GENEVA — A decision on when to destroy the last known stocks of live smallpox was put off for a further three years at a contentious World Health Organization meeting, with Iran spearheading opposition to a U.S.- and Russian-backed plan to postpone setting a date for destruction for five years.
Iran was at the forefront of countries arguing this week at the annual World Health Assembly in Geneva for the stocks held in Russia and the United States to be destroyed now.
Its arguments included the risk of stockpiles falling into the wrong hands and that technology existed to create vaccines and anti-viral drugs without access to the live variola virus.
The United States said further research was needed into vaccines against the disease eradicated more than 30 years ago.
Twenty-seven countries backed its position Tuesday, compared with only seven behind Iran, it said.
"We're very satisfied. There had been talk there would be a call for immediate destruction. That most decidedly did not happen," said Nils Daulaire, director at the office of global health affairs at the U.S. Department of Health and Human Services.
Daulaire said he could not comment on Iran's motives. No one could be contacted from the Iranian delegation.
The debate over when to destroy the stocks, seen as the last stage in ridding the planet of the smallpox disease, has rumbled on for 25 years.
Stocks were held in Russia and the United States as a legacy of Cold War cooperation when the two powers worked together to eliminate the disease.

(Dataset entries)
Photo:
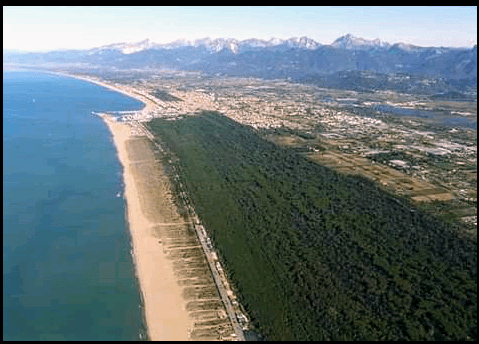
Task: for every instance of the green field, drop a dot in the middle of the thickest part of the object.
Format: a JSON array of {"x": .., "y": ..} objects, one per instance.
[{"x": 315, "y": 255}]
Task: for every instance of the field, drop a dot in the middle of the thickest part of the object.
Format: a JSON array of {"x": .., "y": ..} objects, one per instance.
[{"x": 316, "y": 255}]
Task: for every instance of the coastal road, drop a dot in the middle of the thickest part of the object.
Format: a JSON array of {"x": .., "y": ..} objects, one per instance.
[{"x": 217, "y": 278}]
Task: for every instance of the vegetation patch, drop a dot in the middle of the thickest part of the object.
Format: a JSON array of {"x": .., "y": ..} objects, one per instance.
[{"x": 316, "y": 255}]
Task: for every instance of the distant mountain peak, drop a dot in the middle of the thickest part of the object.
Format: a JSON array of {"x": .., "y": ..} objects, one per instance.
[{"x": 351, "y": 42}]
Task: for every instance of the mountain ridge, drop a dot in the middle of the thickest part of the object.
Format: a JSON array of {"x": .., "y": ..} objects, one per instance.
[{"x": 296, "y": 57}]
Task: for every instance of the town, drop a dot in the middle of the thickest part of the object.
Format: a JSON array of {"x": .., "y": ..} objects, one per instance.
[{"x": 416, "y": 147}]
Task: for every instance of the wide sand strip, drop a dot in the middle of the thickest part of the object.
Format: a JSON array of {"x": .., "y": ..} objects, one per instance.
[{"x": 165, "y": 309}]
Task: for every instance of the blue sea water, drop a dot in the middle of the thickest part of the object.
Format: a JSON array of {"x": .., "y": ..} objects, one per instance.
[{"x": 67, "y": 269}]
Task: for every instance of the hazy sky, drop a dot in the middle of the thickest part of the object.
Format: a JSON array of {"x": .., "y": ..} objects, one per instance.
[{"x": 52, "y": 28}]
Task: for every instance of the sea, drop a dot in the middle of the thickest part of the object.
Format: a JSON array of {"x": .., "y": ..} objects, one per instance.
[{"x": 68, "y": 272}]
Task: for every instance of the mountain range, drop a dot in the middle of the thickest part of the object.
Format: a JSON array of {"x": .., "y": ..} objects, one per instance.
[{"x": 295, "y": 58}]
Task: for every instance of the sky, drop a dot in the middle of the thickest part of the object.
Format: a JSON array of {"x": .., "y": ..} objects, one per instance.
[{"x": 38, "y": 28}]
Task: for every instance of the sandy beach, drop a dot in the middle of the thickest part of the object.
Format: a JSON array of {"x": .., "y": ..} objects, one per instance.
[{"x": 165, "y": 309}]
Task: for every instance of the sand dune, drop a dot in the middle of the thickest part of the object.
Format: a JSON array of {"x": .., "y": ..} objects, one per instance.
[
  {"x": 180, "y": 297},
  {"x": 165, "y": 309}
]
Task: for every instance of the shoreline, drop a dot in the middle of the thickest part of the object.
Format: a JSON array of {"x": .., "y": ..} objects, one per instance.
[{"x": 164, "y": 308}]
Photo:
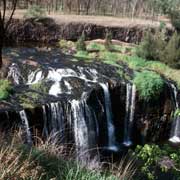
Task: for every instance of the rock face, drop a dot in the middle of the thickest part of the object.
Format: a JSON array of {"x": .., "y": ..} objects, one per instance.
[
  {"x": 47, "y": 31},
  {"x": 88, "y": 105}
]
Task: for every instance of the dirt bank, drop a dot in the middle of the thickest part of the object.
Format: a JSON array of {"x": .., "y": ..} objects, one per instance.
[{"x": 49, "y": 30}]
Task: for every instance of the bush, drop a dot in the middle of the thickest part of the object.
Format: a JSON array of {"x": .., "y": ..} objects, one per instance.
[
  {"x": 35, "y": 11},
  {"x": 154, "y": 47},
  {"x": 81, "y": 45},
  {"x": 148, "y": 84},
  {"x": 5, "y": 89},
  {"x": 156, "y": 160},
  {"x": 171, "y": 53},
  {"x": 95, "y": 47}
]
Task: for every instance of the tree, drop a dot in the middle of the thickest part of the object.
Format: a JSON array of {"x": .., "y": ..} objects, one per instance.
[{"x": 5, "y": 21}]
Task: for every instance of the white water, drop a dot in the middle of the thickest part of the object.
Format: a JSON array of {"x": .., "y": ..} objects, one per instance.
[
  {"x": 129, "y": 117},
  {"x": 80, "y": 128},
  {"x": 110, "y": 124},
  {"x": 14, "y": 73},
  {"x": 26, "y": 126},
  {"x": 35, "y": 77},
  {"x": 175, "y": 130},
  {"x": 55, "y": 89},
  {"x": 57, "y": 120},
  {"x": 45, "y": 130}
]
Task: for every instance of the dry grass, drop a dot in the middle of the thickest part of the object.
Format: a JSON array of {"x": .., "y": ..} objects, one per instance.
[{"x": 107, "y": 21}]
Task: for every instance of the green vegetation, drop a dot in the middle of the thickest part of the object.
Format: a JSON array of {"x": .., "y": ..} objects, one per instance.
[
  {"x": 154, "y": 159},
  {"x": 66, "y": 44},
  {"x": 40, "y": 87},
  {"x": 148, "y": 84},
  {"x": 5, "y": 89},
  {"x": 95, "y": 47},
  {"x": 29, "y": 99},
  {"x": 155, "y": 47},
  {"x": 48, "y": 160},
  {"x": 108, "y": 40},
  {"x": 35, "y": 11}
]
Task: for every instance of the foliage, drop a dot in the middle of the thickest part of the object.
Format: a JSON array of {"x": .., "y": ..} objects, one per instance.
[
  {"x": 152, "y": 46},
  {"x": 5, "y": 89},
  {"x": 171, "y": 8},
  {"x": 14, "y": 166},
  {"x": 64, "y": 44},
  {"x": 29, "y": 99},
  {"x": 35, "y": 11},
  {"x": 81, "y": 45},
  {"x": 82, "y": 54},
  {"x": 154, "y": 158},
  {"x": 171, "y": 53},
  {"x": 149, "y": 84},
  {"x": 177, "y": 112},
  {"x": 50, "y": 160},
  {"x": 95, "y": 47}
]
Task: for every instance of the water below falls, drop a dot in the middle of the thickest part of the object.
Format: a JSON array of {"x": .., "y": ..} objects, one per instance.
[{"x": 25, "y": 127}]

■ PROBLEMS TO SOLVE ■
1. Rewrite the smallpox article starting with "The United States said" and going on through "eliminate the disease.", replacing "director" with "head".
2. Decide whether each statement agrees with the smallpox article, answering yes or no and quoting the article's deciding words: (a) Iran argued for the smallpox stocks to be destroyed immediately. (b) Seven countries backed the U.S. position. (c) The debate over when to destroy the stocks has gone on for 30 years.

■ WRITTEN RESPONSES ■
1.
The United States said further research was needed into vaccines against the disease eradicated more than 30 years ago.
Twenty-seven countries backed its position Tuesday, compared with only seven behind Iran, it said.
"We're very satisfied. There had been talk there would be a call for immediate destruction. That most decidedly did not happen," said Nils Daulaire, head at the office of global health affairs at the U.S. Department of Health and Human Services.
Daulaire said he could not comment on Iran's motives. No one could be contacted from the Iranian delegation.
The debate over when to destroy the stocks, seen as the last stage in ridding the planet of the smallpox disease, has rumbled on for 25 years.
Stocks were held in Russia and the United States as a legacy of Cold War cooperation when the two powers worked together to eliminate the disease.

2.
(a) Yes: "for the stocks held in Russia and the United States to be destroyed now."
(b) No: "Twenty-seven countries backed its position Tuesday, compared with only seven behind Iran"
(c) No: "has rumbled on for 25 years."